### [What to do]
Make an exact copy of every entry.

Segment Start: Dataset content

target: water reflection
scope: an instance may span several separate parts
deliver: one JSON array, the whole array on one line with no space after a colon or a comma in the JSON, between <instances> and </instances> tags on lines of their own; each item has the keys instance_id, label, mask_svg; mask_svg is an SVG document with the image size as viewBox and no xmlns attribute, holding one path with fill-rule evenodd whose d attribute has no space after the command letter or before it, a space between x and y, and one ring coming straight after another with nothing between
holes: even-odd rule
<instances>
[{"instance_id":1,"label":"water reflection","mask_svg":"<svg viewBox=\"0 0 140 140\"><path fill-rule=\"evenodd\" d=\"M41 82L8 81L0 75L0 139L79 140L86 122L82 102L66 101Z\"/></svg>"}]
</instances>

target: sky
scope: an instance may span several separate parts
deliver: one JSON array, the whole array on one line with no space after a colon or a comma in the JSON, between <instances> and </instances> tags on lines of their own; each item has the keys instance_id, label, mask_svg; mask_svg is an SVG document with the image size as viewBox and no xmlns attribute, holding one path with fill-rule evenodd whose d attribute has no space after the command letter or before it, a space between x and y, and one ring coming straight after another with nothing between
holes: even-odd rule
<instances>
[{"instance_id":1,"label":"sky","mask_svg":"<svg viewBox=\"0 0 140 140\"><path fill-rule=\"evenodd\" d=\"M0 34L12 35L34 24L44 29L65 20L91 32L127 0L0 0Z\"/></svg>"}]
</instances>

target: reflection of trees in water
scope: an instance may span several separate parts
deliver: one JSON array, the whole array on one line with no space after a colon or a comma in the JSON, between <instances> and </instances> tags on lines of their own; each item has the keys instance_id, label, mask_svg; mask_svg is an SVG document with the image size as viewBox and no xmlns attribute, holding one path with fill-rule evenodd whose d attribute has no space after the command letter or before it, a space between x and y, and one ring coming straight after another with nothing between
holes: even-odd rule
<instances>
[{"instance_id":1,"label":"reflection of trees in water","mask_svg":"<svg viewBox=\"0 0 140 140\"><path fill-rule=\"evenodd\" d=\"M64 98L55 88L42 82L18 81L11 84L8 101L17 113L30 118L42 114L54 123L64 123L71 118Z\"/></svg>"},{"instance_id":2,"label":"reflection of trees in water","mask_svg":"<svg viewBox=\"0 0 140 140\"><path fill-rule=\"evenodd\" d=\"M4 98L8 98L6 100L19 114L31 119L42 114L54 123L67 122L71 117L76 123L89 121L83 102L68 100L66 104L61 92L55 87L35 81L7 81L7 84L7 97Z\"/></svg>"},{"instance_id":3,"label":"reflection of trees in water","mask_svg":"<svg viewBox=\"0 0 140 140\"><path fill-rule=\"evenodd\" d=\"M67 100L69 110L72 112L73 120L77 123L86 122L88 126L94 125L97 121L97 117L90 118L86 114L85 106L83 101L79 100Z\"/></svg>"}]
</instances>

Segment End: Dataset content

### [Task output]
target: water reflection
scope: an instance may span several separate parts
deliver: one JSON array, the whole array on one line with no space after a colon or a comma in the JSON, between <instances> and </instances> tags on lines of their own; each item has the keys instance_id, label, mask_svg; mask_svg is an SVG document with the image size as viewBox and no xmlns attribute, holding one path with fill-rule evenodd whose d attribute has no space after the command letter or before it, a space between x and y, and one ring coming straight after another with nothing between
holes: even-odd rule
<instances>
[{"instance_id":1,"label":"water reflection","mask_svg":"<svg viewBox=\"0 0 140 140\"><path fill-rule=\"evenodd\" d=\"M41 82L8 81L0 75L0 139L79 140L86 122L82 102L66 101Z\"/></svg>"}]
</instances>

target: sky
scope: an instance may span several separate parts
deliver: one JSON array, the whole array on one line with no space after a colon or a comma in the JSON, between <instances> and </instances> tags on lines of their own; each item has the keys instance_id, label, mask_svg; mask_svg is an SVG document with the image size as viewBox and no xmlns attribute, holding one path with fill-rule evenodd whose d attribute has no space after the command letter or before it, a space between x and y, and one ring coming straight after another with nothing between
holes: even-odd rule
<instances>
[{"instance_id":1,"label":"sky","mask_svg":"<svg viewBox=\"0 0 140 140\"><path fill-rule=\"evenodd\" d=\"M0 34L12 35L34 24L44 29L65 20L91 32L127 0L0 0Z\"/></svg>"}]
</instances>

target: reflection of trees in water
scope: an instance may span several separate parts
deliver: one JSON array, the whole array on one line with no space after a colon or a comma in the JSON, between <instances> and </instances> tags on lines of their own; each item has the keys instance_id, label, mask_svg; mask_svg is an SVG document with the image size as viewBox and no xmlns attribute, holding one path with fill-rule evenodd whose d attribute has no space after the command letter or before it, a space between x and y, and one ring coming straight after another with nothing between
holes: even-odd rule
<instances>
[{"instance_id":1,"label":"reflection of trees in water","mask_svg":"<svg viewBox=\"0 0 140 140\"><path fill-rule=\"evenodd\" d=\"M64 98L55 88L42 82L18 81L11 84L8 101L17 113L30 118L42 114L54 123L64 123L71 118Z\"/></svg>"},{"instance_id":2,"label":"reflection of trees in water","mask_svg":"<svg viewBox=\"0 0 140 140\"><path fill-rule=\"evenodd\" d=\"M4 98L8 98L6 100L19 114L31 119L42 114L54 123L67 122L71 117L76 123L89 121L83 102L68 100L66 104L61 92L55 87L35 81L7 81L7 84L7 97Z\"/></svg>"},{"instance_id":3,"label":"reflection of trees in water","mask_svg":"<svg viewBox=\"0 0 140 140\"><path fill-rule=\"evenodd\" d=\"M67 100L69 110L72 112L73 120L77 123L86 122L88 126L94 125L97 121L97 117L90 118L86 114L85 106L83 101L79 100Z\"/></svg>"}]
</instances>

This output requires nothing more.